DOCUMENT SECTION>
Saturday, 30 April 2016

Fount of Knowledge.

In the previous post I mentioned admiring the Fontana Maggiore, a medieval sculptural ensemble in Perugia's Piazza Grande. This is a bit of an understatement. Really it should be as famous as the Parthenon sculptures or the Sistine Chapel, not particularly because of the quality of the work - though it is superb - but because it represents a moment when humanity took a step towards a more enlightened and less superstitious world view. It's 1278, in Western Europe; there are two powerful forces, the church and papacy, and the temporal power of the feudal system based on unquestioning obligation - peasant to lord, lord to duke, duke to king, king to pope - who is God's right hand man on Earth. It's a deeply conservative system where thought and individual action are strictly controlled and limited. If you look at a Last Judgement scene depicted on a Romanesque or Gothic cathedral what you see represented is a terrifying Theocracy - think Saudi Arabia without proper drains.

The only courts in Europe with a more liberal and tolerant culture were the Islamic caliphate in Andalusia and the Norman kingdom of Sicily. Here study of classical texts in mathematics, medicine and philosophy flourished and began to spread north, not because the feudal system weakened, but because a third influential vested interest began to emerge. Increased trade led to the development of mercantile cities, and with them new secular institutions such as guilds, burghers and charitable confraternities, each keen to assert their status by commissioning building projects, utilising recently rediscovered classical knowledge in mathematics and science - Everything I have just said is writ clear in the Fontana Maggiore if you care to look.

The fountain, positioned between the Duomo and the City Hall - but paid for by the civic authorities - a key moment.
The new public fountain was commissioned by the civic authorities in 1275 to celebrate the completion of a new five mile long aqueduct to supply water to Perugia's expanding population - urban development and civic power leads to the application of science - eg. advanced hydrology. The renowned Pisan sculptors, Nicola and Giovanni Pisano were commissioned to decorate the fountain - mercantile wealth leads to cultural interchange. The resultant relief sculptures, completed in 1278, are testament to a pivotal moment in the history of Humanism. 

The depiction of the founding of Rome might be regarded as  a deliberate provocation on the part of the civic authorities to the predominance of the church.

Records taken from a dataset
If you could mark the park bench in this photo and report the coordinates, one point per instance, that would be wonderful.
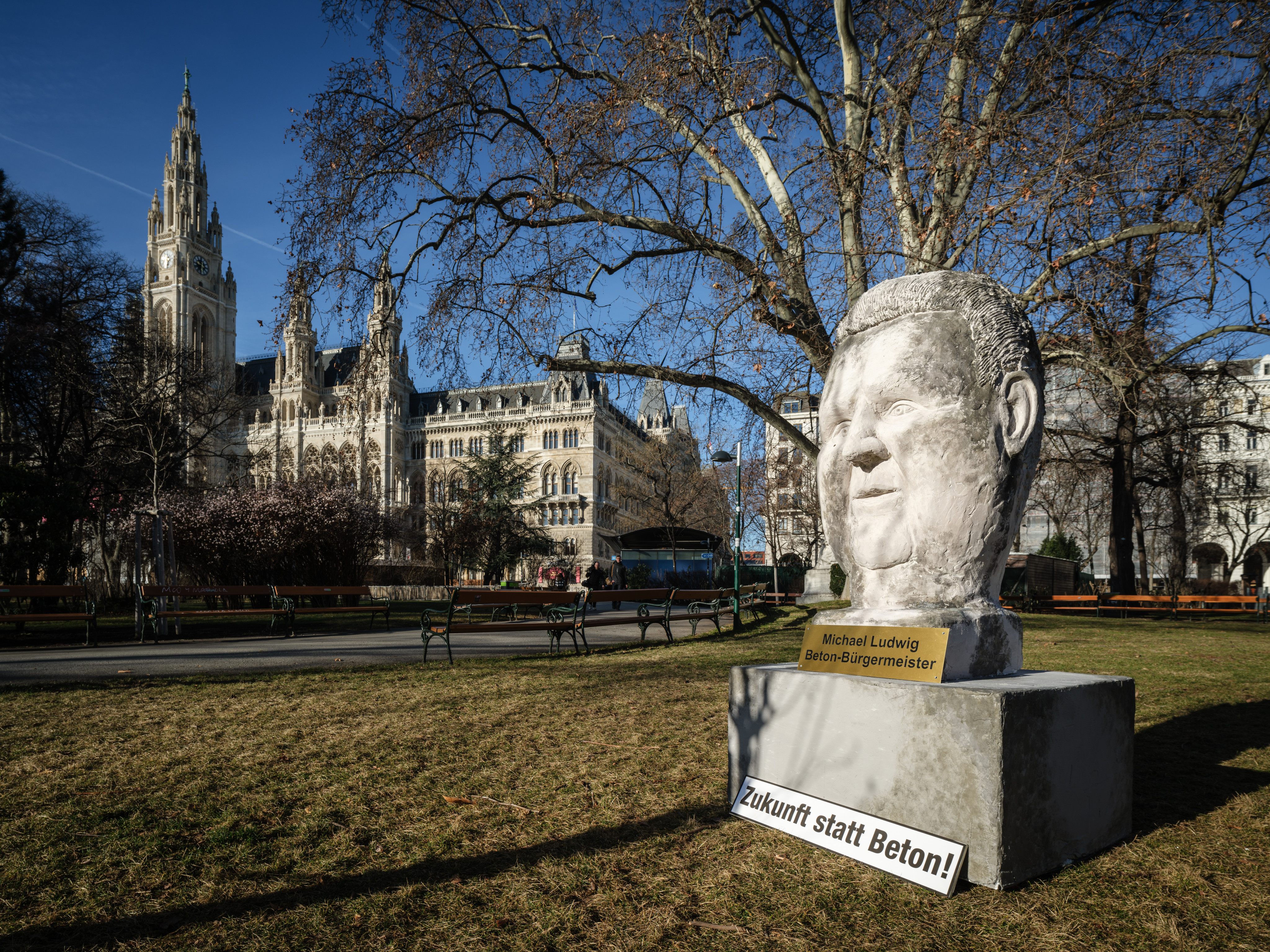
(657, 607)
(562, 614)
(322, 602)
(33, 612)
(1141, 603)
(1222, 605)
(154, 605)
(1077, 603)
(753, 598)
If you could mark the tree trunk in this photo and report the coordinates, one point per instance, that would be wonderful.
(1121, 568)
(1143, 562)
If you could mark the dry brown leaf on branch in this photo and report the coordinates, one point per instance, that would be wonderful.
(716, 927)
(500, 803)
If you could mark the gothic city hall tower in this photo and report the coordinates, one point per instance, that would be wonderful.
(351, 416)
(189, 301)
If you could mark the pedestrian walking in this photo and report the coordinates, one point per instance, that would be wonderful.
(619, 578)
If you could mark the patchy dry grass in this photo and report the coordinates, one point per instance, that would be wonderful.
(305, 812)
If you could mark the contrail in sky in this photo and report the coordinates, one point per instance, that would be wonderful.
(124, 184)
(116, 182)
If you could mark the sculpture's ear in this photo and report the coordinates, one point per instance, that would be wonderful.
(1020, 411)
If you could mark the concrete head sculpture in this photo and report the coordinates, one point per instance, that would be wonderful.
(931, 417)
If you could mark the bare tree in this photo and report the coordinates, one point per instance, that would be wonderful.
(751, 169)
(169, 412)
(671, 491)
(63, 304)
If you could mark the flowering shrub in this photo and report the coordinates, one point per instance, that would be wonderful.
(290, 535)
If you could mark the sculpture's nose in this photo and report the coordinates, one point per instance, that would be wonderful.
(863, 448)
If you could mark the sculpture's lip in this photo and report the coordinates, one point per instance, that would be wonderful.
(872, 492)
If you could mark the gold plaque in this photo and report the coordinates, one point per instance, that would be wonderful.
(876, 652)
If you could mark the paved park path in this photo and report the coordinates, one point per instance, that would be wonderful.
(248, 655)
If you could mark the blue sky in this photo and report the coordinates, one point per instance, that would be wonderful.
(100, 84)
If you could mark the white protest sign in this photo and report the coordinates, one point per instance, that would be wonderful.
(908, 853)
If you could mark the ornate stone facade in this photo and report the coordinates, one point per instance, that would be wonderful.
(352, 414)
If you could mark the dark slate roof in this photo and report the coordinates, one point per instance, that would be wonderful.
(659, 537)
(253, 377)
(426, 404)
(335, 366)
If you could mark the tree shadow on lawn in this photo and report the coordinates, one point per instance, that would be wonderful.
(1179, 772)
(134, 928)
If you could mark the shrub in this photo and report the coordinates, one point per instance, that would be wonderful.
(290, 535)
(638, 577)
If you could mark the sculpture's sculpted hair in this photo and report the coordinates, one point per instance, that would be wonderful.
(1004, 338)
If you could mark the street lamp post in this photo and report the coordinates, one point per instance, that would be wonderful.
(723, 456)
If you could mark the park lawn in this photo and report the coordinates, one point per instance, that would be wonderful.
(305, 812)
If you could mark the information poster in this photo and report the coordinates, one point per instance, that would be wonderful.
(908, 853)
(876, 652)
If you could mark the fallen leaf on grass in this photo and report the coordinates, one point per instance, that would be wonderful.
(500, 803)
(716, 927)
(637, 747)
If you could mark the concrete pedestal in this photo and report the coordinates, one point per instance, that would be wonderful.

SET OF TASKS>
• A. In the post about the Fontana Maggiore, which sculptors were commissioned to decorate the fountain?
• B. Please rewrite the paragraph of the post about the Fontana Maggiore that begins "The new public fountain was commissioned" as a short bulleted list that keeps its main facts.

RESULTS FOR EACH TASK>
• A. Nicola and Giovanni Pisano, the renowned Pisan sculptors.

• B.
- Perugia's civic authorities commissioned the fountain in 1275 to celebrate the completion of a new five-mile aqueduct supplying water to the city's expanding population.
- The renowned Pisan sculptors Nicola and Giovanni Pisano were commissioned to decorate it.
- The relief sculptures were completed in 1278 and are testament to a pivotal moment in the history of Humanism.